[To be done] Arrange the lines of the data below as a numbered list, starting with the line that contains "the red carnation" and going on through the line that contains "Target: red carnation flower", with both of those lines included. Leave out any blank lines.
--------------------------------------------------
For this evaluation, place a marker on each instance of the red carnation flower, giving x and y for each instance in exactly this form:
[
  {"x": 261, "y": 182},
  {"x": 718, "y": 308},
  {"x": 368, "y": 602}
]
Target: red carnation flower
--------------------------------------------------
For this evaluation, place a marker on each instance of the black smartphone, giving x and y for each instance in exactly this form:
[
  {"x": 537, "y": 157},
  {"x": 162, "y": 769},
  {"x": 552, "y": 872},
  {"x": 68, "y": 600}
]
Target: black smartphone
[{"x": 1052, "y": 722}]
--------------------------------------------------
[Answer for the task]
1. For this evaluation, place a marker on each instance of the red carnation flower, giving x and y for each instance in exactly this form:
2. [
3.   {"x": 261, "y": 182},
4.   {"x": 718, "y": 308},
5.   {"x": 368, "y": 602}
6. ]
7. Target: red carnation flower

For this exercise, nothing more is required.